- [任务内容]
根据下面关于 Spring AI RAG 查询优化的页面正文,回答以下问题:
(a) HistoryItem 类中的 role 字段注明可取哪两个值?
(b) 文中把"去掉无意义的"和"真正想问的"分别称为哪种技术层面的操作?
(c) 第三步改写时,传给 rewriteQueryTransformer.transform 的是哪个查询变量?

··· 页面正文 ···

Spring AI(八) Rag查询优化
上文我们讲了结合阿里的tair实现数据向量化和查询今天我们讲讲,Rag相关查询的优化。先不讲技术,先聊聊我对查询优化的理解。
·
Spring AI 的RAG实现集合火山向量模型+阿里云Tair(企业版)上文我们讲了结合阿里的tair实现数据向量化和查询
今天我们讲讲,Rag相关查询的优化。先不讲技术,先聊聊我对查询优化的理解。
- 就是我们说的要结合提问人的整体聊天记录来进行思考。在技术层面的表达:就是上下文对话,来确认当前提问的整体含义。
- 我们在聊天的时候是深入思考对方提问的真正含义,去掉毫无意义的表达,也就是对方真正想问什么。在技术层面的表达是压缩(去掉无意义的),改写(真正想问的)。
- 然后我们在对方的提问的时候,尽量把答案给的完善。再技术层面的表达是:扩展查询。
查询改造
先构造查询实体
@Data
public class QueryRequest {
private String query; // 用户查询文本
private List<HistoryItem> history = new ArrayList<>(); // 历史对话(多轮场景)
@Data
public static class HistoryItem {
private String role; // "user" 或 "assistant"
private String content; // 对话内容
}
}
第一步实现:结合历史对话,转化问询
private Query buildOriginalQuery(QueryRequest request) {
List<Message> historyMessages = new ArrayList<>();
request.getHistory().forEach(historyItem -> {
Message msg = null;
if("user".equals(historyItem.getRole())){
msg = new UserMessage(historyItem.getContent());
}else{
msg = new AssistantMessage(historyItem.getContent());
}
historyMessages.add(msg);
});
return Query.builder()
.text(request.getQuery())
.history(historyMessages)
.build();
}
这样就把包含历史对话信息,和当前问题结合起来,转化成一个独立的新的查询。
// 1. 构建原始查询(含历史对话)
Query originalQuery = buildOriginalQuery(request);
第二步:压缩
@Bean
public QueryTransformer compressionQueryTransformer() {
return CompressionQueryTransformer.builder()
.chatClientBuilder(chatClientBuilder)
.build();
}
对原始查询进行压缩
Query compressedQuery = compressionQueryTransformer.transform(originalQuery);
第三步:改写
@Bean
public QueryTransformer rewriteQueryTransformer() {
return RewriteQueryTransformer.builder()
.chatClientBuilder(chatClientBuilder.build().mutate())
.build();
}
对压缩之后的查询进行改写
Query rewrittenQuery = rewriteQueryTransformer.transform(compressedQuery);
第四步:查询扩展
@Bean
public QueryExpander multiQueryExpander() {
return MultiQueryExpander.builder()

··· 所给数据 ···

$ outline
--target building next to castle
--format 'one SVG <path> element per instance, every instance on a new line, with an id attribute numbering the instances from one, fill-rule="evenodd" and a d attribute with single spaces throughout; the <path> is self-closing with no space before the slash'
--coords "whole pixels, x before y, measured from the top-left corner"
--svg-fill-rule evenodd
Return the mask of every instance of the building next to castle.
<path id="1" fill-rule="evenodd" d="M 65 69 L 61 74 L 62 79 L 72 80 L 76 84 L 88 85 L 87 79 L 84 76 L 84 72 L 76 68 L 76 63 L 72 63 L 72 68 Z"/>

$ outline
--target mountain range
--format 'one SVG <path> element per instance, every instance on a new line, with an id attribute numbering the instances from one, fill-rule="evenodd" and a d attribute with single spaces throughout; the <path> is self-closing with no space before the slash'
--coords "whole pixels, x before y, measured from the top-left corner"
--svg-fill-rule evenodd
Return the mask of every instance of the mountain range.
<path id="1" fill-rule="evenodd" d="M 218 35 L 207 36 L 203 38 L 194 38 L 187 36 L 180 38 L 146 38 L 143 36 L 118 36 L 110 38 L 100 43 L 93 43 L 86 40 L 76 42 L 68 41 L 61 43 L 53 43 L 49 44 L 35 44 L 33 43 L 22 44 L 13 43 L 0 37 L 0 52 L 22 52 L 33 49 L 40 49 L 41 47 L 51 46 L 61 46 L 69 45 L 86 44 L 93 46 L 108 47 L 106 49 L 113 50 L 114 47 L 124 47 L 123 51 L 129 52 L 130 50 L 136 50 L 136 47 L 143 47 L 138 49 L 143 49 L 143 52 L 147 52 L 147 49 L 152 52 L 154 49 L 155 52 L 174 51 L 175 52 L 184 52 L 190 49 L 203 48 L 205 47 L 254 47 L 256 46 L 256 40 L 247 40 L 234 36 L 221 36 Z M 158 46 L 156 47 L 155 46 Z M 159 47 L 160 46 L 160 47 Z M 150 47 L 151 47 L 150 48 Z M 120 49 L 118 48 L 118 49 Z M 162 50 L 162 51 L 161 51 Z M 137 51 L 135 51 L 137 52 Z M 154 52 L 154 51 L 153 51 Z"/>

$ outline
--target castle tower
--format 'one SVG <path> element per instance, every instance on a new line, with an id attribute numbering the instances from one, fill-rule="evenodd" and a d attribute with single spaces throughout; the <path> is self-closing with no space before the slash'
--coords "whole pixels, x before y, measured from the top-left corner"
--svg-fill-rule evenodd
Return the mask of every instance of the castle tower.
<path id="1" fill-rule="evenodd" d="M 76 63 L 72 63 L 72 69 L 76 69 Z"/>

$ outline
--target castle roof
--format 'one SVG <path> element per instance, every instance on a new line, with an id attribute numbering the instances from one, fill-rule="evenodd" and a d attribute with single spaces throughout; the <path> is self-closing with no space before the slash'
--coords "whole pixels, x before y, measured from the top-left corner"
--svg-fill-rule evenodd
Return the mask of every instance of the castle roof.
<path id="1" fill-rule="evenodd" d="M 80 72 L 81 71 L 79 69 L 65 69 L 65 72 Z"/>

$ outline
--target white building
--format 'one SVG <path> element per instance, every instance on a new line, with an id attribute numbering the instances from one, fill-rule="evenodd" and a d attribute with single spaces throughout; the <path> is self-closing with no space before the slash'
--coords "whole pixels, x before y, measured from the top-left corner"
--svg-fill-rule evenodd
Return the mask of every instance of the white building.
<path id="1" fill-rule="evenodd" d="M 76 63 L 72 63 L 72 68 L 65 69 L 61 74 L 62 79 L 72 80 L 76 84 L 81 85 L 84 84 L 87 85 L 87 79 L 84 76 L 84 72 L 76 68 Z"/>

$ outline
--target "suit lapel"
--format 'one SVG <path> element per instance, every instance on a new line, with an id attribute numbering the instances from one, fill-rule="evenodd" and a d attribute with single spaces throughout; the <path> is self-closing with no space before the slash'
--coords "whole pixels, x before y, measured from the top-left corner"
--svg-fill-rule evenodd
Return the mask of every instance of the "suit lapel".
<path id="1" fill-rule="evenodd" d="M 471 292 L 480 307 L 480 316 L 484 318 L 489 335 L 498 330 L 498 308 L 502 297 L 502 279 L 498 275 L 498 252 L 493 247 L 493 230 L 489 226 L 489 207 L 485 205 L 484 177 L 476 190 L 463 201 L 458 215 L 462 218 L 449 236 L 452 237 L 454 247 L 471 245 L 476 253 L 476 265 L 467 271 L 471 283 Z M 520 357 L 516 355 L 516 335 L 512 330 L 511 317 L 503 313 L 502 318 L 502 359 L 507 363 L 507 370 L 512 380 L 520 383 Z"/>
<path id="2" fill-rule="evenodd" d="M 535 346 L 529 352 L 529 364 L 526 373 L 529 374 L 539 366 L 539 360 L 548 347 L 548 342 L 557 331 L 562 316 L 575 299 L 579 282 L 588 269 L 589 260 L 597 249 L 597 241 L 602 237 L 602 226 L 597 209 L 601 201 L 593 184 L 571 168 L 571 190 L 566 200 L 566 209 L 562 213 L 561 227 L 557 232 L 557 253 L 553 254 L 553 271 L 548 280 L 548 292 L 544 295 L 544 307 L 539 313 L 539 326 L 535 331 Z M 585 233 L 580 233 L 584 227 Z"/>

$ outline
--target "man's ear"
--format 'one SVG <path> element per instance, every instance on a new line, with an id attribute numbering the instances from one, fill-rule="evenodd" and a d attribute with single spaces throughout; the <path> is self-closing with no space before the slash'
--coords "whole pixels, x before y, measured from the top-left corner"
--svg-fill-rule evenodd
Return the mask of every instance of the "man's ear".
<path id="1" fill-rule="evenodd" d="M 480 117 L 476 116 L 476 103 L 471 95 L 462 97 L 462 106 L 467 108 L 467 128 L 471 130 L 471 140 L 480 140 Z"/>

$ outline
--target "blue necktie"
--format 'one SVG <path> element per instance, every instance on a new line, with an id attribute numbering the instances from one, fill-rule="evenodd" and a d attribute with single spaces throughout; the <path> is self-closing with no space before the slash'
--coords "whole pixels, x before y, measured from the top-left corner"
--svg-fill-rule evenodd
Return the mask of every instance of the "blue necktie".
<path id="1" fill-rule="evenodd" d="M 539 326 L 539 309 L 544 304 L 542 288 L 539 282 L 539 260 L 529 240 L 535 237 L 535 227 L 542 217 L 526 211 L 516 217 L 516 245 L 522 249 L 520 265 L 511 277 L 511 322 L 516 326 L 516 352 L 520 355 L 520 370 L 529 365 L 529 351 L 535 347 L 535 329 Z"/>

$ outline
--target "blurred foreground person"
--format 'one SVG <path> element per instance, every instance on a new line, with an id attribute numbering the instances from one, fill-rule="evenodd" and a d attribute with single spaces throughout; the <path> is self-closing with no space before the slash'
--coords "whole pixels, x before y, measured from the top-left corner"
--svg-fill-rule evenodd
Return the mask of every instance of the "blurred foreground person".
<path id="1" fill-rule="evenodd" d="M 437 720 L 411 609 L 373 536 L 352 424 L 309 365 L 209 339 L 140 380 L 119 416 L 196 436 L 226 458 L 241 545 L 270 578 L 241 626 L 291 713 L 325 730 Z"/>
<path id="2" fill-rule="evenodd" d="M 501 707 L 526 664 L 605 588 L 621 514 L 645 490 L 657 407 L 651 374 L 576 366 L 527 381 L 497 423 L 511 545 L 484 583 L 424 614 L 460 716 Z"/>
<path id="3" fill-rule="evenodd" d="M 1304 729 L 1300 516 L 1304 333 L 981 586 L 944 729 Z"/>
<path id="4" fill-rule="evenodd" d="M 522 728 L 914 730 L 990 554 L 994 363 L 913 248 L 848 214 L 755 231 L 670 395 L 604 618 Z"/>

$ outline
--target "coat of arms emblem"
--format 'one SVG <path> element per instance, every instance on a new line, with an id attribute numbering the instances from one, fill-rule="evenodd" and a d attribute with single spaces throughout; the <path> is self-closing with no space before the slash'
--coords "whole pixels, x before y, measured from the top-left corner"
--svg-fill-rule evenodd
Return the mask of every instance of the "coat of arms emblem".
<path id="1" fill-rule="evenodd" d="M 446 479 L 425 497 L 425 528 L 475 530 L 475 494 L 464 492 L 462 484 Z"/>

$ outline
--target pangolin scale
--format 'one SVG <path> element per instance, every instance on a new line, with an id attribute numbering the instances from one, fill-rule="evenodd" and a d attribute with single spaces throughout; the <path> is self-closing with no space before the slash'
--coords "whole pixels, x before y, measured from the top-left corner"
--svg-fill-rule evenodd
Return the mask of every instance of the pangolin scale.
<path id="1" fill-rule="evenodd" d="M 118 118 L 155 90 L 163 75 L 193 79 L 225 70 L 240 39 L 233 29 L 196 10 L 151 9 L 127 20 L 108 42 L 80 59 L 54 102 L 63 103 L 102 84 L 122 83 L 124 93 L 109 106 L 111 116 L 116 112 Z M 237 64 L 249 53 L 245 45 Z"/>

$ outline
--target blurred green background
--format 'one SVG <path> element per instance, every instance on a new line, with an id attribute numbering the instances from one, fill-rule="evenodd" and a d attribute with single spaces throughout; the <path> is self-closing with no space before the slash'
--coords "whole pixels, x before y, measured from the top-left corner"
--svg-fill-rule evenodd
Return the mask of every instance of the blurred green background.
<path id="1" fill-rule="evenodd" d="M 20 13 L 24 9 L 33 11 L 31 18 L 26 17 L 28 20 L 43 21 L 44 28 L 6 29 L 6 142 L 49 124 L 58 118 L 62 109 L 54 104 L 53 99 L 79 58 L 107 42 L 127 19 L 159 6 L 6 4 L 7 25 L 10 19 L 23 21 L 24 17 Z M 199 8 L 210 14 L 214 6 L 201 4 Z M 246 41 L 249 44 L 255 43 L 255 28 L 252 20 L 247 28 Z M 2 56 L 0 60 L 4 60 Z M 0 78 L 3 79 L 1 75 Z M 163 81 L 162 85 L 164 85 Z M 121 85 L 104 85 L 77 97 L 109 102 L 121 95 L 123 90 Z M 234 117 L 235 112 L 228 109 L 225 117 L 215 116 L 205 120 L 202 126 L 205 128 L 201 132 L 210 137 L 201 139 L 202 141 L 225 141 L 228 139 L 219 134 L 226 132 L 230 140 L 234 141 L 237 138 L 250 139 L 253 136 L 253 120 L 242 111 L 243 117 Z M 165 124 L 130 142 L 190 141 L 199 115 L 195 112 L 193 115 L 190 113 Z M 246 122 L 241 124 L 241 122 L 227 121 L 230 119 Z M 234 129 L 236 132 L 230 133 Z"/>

···

- [本题答案]
(a) "user" 或 "assistant"。
(b) "去掉无意义的"是压缩,"真正想问的"是改写。
(c) compressedQuery。